── TASK INPUTS ──

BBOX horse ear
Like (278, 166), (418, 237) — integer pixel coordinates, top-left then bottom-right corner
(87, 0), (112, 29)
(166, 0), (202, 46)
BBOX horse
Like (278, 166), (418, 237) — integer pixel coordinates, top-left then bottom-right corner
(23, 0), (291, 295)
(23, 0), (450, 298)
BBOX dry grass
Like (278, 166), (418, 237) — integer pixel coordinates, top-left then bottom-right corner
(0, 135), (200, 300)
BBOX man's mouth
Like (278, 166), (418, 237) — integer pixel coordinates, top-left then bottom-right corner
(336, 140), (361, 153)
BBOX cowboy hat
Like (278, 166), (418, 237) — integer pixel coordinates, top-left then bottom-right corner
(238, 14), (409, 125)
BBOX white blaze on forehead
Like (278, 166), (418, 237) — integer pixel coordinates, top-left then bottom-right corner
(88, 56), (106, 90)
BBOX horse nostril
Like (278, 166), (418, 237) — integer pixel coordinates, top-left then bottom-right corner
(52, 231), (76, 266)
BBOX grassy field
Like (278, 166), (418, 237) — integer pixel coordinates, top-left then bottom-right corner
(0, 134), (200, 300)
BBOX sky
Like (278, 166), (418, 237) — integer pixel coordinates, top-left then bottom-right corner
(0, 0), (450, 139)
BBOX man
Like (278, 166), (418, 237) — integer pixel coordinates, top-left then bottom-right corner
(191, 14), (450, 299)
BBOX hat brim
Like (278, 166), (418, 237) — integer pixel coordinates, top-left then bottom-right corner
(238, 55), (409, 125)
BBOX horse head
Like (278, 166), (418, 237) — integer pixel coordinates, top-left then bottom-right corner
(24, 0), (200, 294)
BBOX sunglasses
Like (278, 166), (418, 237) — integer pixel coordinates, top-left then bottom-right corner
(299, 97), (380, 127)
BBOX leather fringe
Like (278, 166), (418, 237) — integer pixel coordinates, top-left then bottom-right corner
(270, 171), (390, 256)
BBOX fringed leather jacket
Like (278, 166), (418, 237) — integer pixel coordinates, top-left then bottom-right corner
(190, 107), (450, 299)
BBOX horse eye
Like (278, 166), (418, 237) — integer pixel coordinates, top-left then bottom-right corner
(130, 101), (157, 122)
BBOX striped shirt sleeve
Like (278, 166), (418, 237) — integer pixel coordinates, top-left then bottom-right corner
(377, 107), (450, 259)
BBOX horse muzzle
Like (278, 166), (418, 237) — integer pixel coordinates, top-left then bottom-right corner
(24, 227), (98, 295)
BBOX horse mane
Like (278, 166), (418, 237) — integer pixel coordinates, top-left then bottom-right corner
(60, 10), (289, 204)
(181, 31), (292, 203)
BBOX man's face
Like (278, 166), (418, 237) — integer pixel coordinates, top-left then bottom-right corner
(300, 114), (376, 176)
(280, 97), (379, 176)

───

◆ PROBLEM DESCRIPTION: Please scale the data from its first line through the line containing "(377, 107), (450, 259)", reproducing every line in that span and multiplying each coordinate in the answers by 1.1, rounded to whole numbers with halves rounded up. Leave all other lines unchanged, and output nothing beyond that span.

◆ TASK ANSWER:
BBOX horse ear
Like (278, 166), (418, 237) — integer pixel coordinates, top-left then bottom-right corner
(96, 0), (123, 32)
(183, 0), (222, 51)
BBOX horse
Like (278, 166), (418, 237) — integer pixel coordinates, top-left then bottom-right corner
(25, 0), (320, 325)
(25, 0), (495, 328)
BBOX dry grass
Like (278, 166), (418, 237) — integer pixel coordinates, top-left then bottom-right corner
(0, 149), (220, 330)
BBOX man's mouth
Like (278, 166), (418, 237) — integer pixel coordinates, top-left then bottom-right corner
(370, 154), (397, 168)
BBOX cowboy hat
Like (278, 166), (418, 237) — integer pixel coordinates, top-left then bottom-right corner
(262, 15), (450, 138)
BBOX white blaze on forehead
Like (278, 166), (418, 237) — integer pixel coordinates, top-left then bottom-right corner
(97, 62), (117, 99)
BBOX horse nostril
Like (278, 166), (418, 237) — integer pixel coordinates, top-left then bottom-right corner
(57, 254), (84, 293)
BBOX grassy field
Like (278, 166), (418, 237) — integer pixel coordinates, top-left then bottom-right corner
(0, 147), (220, 330)
BBOX sky
Like (278, 166), (418, 237) — integer pixel coordinates, top-left then bottom-right corner
(0, 0), (495, 153)
BBOX man
Like (278, 166), (418, 237) — integer pixel coordinates, top-left then bottom-right corner
(210, 15), (495, 329)
BBOX hat brim
Like (278, 166), (418, 237) — integer pixel coordinates, top-left then bottom-right corner
(262, 61), (450, 138)
BBOX horse head
Like (278, 166), (418, 237) — integer pixel coordinates, top-left then bottom-right corner
(26, 0), (220, 323)
BBOX sunglasses
Like (278, 166), (418, 237) — integer pixel coordinates, top-left then bottom-right corner
(329, 107), (418, 140)
BBOX leather fringe
Like (278, 166), (418, 237) — integer pixel coordinates, top-left then bottom-right corner
(297, 188), (429, 282)
BBOX fringed leather jacket
Like (278, 166), (418, 237) — integer pixel coordinates, top-left then bottom-right corner
(209, 118), (495, 329)
BBOX horse eye
Like (278, 166), (418, 237) — integer pixel coordinates, top-left then bottom-right corner
(143, 111), (173, 134)
BBOX striped shirt sleeve
Like (278, 166), (418, 237) — integer pixel coordinates, top-left then bottom-right corner
(415, 118), (495, 285)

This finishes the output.